PAGE EXCERPT ::

◇ ◇ ◇

You'd have to be a pretty big target for Microsoft legal to notice. There's also the question of software patents--I don't know how many are related to Microsoft, but there may lie a trap for the unwary.
 
You'd have to be a pretty big target for Microsoft legal to notice. There's also the question of software patents--I don't know how many are related to Microsoft, but there may lie a trap for the unwary.

I can't predict whether some company will suddenly see a commercial opportunity and pick up PDOS, and that's when I become a target (or maybe the company becomes a target if they don't verify that it was developed legally).

Patents only last 20 years. I'm only implementing things that existed in Windows 95 - and only a subset of that.

Well - unless you want to count that I set the flag to enable ANSI escapes. That's hardly a patentable idea though - ANSI is as old as the hills.
 
I take it that you have not inspected any Win95 systems code, via disassembly? For me, the daunting task would be device driver support. Lots of stuff out there, unless you tailor your code to a specific platform.
 
I take it that you have not inspected any Win95 systems code, via disassembly? For me, the daunting task would be device driver support. Lots of stuff out there, unless you tailor your code to a specific platform.

Correct - never disassembled any Windows code ever.

I'm not trying to support anything that isn't supported via BIOS calls, which is enough to write all the compilers, editors and other tools that I want.

It's an enormous effort just to create the above "base system". 30 years, basically.

It will be up to others - perhaps the very vendors of that "lots of stuff out there" - to create a consortium to challenge Microsoft.

They will be able to use the base system, plus tools, that I provide.

Or they will be able to use the full toolset from Microsoft, assuming their lawyers agree there are no restrictions in the applicable Microsoft license agreements.

BFN. Paul.

◇ ◇ ◇

REQUIRED ACTION A ::
According to the PDOS discussion, how long do patents last?
REQUIRED ACTION B ::
Write out the PDOS discussion from "Correct - never" up to and including "that I want.".

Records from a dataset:
◇ ◇ ◇

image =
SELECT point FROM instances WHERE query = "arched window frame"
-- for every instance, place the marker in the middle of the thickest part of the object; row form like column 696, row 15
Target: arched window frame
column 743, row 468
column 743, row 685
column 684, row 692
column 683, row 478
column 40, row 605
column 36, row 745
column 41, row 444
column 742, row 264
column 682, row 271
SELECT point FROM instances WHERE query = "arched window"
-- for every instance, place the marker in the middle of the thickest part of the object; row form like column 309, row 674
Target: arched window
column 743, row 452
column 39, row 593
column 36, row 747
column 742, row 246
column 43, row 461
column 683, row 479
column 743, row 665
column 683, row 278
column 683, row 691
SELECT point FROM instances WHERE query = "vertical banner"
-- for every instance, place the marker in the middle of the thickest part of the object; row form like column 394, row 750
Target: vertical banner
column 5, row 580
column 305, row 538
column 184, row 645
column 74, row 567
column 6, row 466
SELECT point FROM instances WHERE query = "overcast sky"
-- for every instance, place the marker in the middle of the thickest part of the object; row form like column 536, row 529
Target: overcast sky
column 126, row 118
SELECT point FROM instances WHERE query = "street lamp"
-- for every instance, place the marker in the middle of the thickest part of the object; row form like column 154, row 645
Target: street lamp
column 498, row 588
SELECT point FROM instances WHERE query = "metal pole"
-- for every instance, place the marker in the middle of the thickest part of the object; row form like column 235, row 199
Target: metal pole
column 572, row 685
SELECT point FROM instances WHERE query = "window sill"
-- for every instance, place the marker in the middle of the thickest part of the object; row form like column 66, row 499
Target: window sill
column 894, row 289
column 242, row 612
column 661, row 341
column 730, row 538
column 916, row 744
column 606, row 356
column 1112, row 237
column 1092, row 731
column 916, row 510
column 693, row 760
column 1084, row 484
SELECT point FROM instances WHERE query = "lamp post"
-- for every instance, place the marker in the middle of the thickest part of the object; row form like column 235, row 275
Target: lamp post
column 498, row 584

◇ ◇ ◇

YOUR RESPONSE A ::
20 years.

YOUR RESPONSE B ::
Correct - never disassembled any Windows code ever.

I'm not trying to support anything that isn't supported via BIOS calls, which is enough to write all the compilers, editors and other tools that I want.